= PROBLEM TO SOLVE =
Output, word for word, every line from the line with "When you get a chance, could you detect the soap" through the final line of the data below.

= Bounding-box records =

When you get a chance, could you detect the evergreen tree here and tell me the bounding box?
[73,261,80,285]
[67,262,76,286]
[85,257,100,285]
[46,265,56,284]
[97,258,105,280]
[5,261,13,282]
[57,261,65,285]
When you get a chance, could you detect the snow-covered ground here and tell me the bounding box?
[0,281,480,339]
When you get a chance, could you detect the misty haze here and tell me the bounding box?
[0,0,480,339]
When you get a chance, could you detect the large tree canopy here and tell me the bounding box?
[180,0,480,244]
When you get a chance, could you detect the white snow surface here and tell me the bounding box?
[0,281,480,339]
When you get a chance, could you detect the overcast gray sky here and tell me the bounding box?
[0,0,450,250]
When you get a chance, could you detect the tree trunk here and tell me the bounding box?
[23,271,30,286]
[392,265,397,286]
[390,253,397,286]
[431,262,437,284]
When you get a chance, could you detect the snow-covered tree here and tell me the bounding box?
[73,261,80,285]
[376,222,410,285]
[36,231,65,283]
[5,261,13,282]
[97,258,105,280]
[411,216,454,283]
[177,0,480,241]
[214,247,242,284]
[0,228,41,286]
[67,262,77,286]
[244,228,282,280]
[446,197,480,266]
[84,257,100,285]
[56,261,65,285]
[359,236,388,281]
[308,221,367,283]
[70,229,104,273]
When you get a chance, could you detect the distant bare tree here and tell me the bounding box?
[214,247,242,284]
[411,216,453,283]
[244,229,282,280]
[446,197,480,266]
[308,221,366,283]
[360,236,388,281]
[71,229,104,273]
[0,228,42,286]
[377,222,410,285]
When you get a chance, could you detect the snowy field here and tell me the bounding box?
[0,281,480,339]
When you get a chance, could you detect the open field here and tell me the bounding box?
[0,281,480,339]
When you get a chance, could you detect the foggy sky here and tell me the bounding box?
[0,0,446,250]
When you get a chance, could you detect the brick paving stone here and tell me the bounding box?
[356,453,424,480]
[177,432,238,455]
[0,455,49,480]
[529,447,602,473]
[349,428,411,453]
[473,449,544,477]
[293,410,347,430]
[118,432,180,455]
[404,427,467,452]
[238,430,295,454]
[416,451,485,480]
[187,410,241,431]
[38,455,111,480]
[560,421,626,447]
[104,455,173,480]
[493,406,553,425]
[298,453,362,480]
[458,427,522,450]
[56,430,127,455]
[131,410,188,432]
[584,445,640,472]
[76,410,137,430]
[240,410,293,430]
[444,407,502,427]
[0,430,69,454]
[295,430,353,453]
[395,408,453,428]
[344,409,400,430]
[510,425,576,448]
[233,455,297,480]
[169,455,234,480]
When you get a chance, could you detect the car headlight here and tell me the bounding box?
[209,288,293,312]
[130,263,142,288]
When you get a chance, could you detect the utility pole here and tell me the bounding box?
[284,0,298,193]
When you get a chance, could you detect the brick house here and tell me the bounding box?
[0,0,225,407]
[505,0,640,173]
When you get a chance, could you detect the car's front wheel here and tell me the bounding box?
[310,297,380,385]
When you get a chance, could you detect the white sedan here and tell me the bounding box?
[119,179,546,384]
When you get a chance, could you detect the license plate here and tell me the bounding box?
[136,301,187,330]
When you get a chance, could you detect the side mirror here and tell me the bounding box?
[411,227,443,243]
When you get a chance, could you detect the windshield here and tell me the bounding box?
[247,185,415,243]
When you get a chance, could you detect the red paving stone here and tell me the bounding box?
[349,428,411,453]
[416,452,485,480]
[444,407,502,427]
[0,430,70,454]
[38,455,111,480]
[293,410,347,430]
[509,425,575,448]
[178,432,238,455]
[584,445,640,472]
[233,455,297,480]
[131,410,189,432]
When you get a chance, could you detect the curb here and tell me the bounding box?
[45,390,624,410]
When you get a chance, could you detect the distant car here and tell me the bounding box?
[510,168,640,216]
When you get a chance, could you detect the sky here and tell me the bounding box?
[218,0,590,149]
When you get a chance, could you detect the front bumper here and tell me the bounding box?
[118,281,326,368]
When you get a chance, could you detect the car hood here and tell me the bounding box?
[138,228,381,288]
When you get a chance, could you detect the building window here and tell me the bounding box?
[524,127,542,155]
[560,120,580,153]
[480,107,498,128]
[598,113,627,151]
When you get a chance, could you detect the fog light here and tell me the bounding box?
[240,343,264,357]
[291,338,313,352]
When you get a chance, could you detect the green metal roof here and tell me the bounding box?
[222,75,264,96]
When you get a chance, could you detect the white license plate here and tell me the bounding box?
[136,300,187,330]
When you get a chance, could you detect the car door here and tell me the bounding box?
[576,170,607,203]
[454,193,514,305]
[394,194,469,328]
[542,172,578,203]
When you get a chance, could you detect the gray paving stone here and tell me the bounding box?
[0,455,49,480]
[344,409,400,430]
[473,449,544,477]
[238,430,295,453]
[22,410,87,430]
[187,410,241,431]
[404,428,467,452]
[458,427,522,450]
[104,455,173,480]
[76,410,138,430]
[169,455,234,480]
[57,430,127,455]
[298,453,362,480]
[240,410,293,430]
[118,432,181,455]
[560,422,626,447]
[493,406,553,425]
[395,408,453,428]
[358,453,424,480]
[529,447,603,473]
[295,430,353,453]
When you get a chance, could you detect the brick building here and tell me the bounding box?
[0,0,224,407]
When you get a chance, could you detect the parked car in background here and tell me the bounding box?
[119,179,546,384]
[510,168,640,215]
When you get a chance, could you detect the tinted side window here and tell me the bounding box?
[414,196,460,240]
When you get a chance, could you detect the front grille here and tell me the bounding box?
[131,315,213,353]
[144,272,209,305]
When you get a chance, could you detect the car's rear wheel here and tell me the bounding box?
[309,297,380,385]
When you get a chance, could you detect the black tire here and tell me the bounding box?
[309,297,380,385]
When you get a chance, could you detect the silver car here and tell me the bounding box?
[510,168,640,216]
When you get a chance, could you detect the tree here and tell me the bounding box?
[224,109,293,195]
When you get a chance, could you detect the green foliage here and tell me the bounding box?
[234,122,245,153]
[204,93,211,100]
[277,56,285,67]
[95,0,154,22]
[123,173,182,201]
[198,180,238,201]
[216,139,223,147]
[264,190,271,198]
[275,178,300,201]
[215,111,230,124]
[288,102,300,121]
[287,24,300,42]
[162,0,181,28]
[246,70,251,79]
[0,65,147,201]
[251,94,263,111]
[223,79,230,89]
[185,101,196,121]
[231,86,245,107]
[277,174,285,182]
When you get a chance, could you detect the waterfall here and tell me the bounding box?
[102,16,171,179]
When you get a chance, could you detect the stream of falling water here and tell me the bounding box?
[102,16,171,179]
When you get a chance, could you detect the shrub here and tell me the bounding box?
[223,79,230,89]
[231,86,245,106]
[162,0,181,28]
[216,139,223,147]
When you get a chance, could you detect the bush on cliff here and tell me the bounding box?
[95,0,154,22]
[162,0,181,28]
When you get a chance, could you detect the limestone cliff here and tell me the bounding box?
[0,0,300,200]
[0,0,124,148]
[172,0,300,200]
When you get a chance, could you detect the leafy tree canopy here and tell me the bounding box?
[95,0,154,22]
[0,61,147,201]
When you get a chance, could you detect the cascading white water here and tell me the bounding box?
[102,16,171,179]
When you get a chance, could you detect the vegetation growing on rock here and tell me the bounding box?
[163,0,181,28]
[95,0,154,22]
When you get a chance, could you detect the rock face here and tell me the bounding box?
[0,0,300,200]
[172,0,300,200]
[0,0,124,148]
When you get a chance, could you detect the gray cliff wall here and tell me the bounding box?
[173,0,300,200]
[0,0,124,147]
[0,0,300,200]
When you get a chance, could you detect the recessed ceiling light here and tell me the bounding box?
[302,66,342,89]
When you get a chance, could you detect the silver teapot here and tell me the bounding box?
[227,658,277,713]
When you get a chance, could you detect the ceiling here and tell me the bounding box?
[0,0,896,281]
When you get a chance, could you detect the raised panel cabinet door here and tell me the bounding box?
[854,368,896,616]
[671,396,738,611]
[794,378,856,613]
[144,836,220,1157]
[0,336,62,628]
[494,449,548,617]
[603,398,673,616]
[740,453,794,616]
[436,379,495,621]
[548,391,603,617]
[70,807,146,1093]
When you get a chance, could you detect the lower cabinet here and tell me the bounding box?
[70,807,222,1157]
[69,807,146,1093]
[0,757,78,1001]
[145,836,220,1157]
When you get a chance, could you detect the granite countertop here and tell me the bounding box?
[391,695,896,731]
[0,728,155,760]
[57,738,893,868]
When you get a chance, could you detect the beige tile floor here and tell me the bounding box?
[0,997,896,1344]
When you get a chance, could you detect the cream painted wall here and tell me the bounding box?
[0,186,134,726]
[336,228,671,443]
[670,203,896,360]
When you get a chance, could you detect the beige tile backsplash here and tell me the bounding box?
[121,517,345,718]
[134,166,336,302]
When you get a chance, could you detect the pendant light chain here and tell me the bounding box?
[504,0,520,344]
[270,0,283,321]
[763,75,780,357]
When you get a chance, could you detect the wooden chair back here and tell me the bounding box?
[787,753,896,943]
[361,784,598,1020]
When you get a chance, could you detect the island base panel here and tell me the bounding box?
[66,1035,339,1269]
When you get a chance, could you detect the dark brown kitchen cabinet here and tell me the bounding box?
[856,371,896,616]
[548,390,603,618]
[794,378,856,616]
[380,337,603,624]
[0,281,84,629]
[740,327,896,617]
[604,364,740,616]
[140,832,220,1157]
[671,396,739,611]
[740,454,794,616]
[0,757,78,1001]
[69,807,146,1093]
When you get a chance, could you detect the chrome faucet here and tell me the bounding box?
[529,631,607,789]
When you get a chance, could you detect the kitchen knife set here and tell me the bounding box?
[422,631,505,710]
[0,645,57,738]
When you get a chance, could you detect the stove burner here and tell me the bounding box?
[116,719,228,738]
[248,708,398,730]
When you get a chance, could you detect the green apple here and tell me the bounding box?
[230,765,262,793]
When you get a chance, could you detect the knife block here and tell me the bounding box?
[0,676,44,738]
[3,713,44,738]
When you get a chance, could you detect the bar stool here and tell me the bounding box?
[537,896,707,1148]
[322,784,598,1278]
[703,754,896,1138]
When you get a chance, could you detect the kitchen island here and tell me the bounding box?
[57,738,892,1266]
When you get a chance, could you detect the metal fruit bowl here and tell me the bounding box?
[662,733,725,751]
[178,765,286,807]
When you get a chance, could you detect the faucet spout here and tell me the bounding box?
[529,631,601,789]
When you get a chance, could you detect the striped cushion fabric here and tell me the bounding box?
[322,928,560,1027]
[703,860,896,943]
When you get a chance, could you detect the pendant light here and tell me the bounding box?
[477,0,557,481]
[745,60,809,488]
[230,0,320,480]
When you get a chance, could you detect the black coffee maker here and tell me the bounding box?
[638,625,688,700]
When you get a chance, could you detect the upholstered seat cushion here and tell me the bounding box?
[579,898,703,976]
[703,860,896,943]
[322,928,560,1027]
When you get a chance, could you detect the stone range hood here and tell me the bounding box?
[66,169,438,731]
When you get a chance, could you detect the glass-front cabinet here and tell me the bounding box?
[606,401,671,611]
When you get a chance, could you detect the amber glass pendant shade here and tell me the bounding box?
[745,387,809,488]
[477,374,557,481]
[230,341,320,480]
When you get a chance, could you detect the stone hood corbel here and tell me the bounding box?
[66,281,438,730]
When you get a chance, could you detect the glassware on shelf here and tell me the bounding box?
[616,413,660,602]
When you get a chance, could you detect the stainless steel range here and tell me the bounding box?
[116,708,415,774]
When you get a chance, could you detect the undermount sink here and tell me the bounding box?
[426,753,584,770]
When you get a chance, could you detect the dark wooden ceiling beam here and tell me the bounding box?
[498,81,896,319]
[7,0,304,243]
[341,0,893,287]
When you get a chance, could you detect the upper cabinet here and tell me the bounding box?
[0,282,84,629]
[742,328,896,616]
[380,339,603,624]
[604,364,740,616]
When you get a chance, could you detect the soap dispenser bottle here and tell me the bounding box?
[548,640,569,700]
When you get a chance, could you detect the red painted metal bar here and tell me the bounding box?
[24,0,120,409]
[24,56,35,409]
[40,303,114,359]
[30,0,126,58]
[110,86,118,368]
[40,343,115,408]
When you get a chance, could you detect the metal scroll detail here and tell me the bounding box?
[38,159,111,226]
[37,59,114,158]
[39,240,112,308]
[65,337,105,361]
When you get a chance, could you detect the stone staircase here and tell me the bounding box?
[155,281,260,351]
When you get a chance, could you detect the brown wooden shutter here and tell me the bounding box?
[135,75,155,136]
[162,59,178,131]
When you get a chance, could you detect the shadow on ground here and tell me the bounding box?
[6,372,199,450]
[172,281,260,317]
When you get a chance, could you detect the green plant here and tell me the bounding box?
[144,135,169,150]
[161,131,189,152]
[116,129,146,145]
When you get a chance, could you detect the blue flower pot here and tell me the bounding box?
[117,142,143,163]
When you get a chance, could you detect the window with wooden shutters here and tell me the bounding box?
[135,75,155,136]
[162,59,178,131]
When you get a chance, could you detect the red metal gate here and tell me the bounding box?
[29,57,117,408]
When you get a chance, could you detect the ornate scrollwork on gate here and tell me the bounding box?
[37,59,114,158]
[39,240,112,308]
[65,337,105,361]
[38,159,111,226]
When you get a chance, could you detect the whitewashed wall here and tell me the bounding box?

= WRITTEN ANSWER =
When you get a chance, could you detect the soap dispenser bottle here and tell me the bounding box?
[548,640,569,700]
When you get a chance, could you detect the red painted metal bar here and tell me the bounding box?
[24,0,120,409]
[24,56,35,409]
[40,303,114,359]
[30,0,126,58]
[110,86,118,368]
[40,343,115,408]
When you get a chance, could you detect the metal scroll detail here and tell me the bounding box?
[38,159,111,226]
[37,59,114,158]
[39,240,112,308]
[65,337,105,361]
When you get a chance, could you detect the stone staircase here and tell me the bounding box?
[155,281,260,351]
When you get a chance, could you detect the brown wooden shutter here and tell me the bounding box?
[135,75,155,136]
[162,59,178,131]
When you get a chance, could you detect the shadow on ground here and tell me the bounding box?
[6,372,199,450]
[172,281,260,317]
When you get a chance, could you detect the green plant here and tell me the bounding box?
[144,135,169,150]
[161,131,189,152]
[116,129,146,145]
When you get a chance, could you detect the blue flower pot here and tell me the bounding box?
[117,142,143,163]
When you get a chance, could you detect the window with wooden shutters here and tell me the bounding box?
[135,75,155,136]
[162,59,178,131]
When you get a chance, could you detect the red metal gate here and tell me the bounding box?
[29,57,117,408]
When you get a chance, could you detect the ornate scrollwork on gate here and tell me the bounding box?
[37,59,114,158]
[39,240,112,308]
[65,337,105,361]
[38,159,111,226]
When you get a chance, could you detect the whitewashed wall here and tell me the bounding box?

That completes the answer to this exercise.